● The request:
Output all of the material below verbatim, keeping every line and character unchanged.

● Records for this exercise:

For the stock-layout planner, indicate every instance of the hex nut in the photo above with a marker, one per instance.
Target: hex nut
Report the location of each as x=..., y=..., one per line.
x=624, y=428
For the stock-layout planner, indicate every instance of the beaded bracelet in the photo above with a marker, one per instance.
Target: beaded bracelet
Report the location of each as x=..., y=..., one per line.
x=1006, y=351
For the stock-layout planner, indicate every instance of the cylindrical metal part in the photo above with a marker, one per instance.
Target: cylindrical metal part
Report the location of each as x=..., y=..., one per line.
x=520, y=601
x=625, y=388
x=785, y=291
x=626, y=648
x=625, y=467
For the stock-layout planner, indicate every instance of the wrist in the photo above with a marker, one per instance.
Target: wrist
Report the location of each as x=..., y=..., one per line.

● Response to this exercise:
For the stock-layout planner, indicate every instance of the hex nut in the photo above with a marker, one per instance.
Target: hex nut
Report the location of each as x=..., y=..., one per line.
x=624, y=428
For the stock-layout planner, indicate every instance of the beaded bracelet in the photo above with a marker, one per instance.
Target: beaded bracelet
Report the location of each as x=..., y=..., one per line.
x=1006, y=351
For the stock-layout planner, indicate every instance of the cylindrical metal part in the photo above with a marker, one per instance.
Target: cylindrical metal part
Report the location of each as x=..., y=..., one per line.
x=520, y=601
x=625, y=388
x=785, y=291
x=626, y=648
x=625, y=467
For the stock-layout planner, indicate every instance of the wrist in the photo above with a marker, one per instance.
Target: wrist
Report the location of each as x=..., y=..., one per line.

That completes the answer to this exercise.